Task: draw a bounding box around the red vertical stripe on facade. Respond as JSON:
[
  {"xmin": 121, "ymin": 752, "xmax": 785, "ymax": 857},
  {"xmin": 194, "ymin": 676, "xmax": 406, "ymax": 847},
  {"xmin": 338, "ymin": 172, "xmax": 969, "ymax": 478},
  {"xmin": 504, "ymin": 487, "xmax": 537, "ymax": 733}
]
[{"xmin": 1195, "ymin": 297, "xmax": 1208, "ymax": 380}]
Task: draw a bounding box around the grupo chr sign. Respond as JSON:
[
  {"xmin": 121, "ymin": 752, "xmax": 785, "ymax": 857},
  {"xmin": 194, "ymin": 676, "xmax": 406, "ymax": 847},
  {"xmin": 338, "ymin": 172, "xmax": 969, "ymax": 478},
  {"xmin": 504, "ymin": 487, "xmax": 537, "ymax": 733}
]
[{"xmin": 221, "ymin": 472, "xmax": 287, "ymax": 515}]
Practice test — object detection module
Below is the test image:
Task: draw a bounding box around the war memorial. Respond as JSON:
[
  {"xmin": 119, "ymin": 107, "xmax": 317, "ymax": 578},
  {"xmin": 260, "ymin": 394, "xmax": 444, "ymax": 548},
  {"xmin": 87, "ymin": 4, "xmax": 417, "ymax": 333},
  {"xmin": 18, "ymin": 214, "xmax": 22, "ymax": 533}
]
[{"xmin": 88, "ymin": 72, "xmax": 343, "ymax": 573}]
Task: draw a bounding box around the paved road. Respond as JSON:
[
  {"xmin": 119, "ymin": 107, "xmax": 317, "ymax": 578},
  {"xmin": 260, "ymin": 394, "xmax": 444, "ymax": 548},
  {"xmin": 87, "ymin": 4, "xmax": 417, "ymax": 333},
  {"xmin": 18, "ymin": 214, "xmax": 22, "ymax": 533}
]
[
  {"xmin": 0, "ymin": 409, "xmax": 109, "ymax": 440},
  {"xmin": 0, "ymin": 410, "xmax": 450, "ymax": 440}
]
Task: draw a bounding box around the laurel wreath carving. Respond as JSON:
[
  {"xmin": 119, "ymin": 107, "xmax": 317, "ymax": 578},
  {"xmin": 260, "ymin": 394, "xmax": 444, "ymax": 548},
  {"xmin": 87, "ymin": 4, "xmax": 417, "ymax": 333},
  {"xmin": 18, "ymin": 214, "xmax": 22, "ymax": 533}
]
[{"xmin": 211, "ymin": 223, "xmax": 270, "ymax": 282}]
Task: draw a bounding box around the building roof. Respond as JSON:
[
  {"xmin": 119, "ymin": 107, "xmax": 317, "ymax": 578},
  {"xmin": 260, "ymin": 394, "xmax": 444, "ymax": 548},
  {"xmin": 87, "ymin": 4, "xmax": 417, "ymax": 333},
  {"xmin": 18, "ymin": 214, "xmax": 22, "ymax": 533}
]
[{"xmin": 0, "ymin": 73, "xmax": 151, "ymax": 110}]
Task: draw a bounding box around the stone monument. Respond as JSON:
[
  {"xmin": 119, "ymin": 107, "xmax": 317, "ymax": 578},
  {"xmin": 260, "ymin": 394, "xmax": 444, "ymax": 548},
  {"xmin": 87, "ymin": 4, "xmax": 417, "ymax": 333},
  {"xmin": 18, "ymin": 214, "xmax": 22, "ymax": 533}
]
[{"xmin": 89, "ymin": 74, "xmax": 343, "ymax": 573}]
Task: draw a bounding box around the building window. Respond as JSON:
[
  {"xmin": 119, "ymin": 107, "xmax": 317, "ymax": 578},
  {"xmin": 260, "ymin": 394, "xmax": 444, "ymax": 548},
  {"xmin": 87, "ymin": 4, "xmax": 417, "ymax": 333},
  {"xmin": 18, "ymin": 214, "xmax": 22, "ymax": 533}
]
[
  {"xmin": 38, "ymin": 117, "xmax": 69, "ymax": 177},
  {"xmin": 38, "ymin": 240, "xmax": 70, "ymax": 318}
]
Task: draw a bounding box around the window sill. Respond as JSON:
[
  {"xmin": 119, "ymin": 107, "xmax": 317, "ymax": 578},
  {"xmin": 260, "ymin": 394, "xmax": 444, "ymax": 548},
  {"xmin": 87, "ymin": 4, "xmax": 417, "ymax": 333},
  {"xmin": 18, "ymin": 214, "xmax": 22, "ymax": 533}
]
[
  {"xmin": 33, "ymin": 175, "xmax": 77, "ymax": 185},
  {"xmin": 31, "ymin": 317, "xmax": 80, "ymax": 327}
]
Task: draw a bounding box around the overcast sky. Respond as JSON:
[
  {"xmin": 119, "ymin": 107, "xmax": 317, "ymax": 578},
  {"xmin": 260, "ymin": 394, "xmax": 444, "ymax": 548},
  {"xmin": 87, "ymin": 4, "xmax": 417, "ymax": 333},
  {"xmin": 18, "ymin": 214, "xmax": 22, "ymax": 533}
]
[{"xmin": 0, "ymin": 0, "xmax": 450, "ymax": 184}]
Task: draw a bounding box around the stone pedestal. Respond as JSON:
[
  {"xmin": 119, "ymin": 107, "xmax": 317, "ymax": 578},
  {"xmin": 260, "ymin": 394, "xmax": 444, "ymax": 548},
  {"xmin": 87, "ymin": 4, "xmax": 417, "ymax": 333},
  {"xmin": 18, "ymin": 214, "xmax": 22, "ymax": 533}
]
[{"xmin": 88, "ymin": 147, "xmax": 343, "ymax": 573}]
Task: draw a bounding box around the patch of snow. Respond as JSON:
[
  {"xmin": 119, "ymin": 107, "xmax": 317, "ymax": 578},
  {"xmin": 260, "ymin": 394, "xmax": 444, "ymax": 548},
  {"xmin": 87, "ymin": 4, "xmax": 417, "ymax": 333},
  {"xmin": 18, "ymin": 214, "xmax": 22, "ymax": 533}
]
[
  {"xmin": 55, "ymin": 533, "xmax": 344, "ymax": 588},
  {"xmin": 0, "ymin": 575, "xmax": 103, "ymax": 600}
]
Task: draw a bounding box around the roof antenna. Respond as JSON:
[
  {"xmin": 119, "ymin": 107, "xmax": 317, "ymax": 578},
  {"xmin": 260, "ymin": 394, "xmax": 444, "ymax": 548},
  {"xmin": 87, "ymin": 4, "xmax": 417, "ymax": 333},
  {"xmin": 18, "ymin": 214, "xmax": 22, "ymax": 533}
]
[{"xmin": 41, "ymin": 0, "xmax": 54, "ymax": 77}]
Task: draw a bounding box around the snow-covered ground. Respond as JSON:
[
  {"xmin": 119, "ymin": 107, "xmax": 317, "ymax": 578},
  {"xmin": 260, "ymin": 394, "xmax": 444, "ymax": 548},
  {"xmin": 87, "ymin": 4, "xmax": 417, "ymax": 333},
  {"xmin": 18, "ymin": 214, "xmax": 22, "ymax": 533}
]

Given exercise> Count the lines in the records that contain the word "building". Give only the number.

Written answer> 2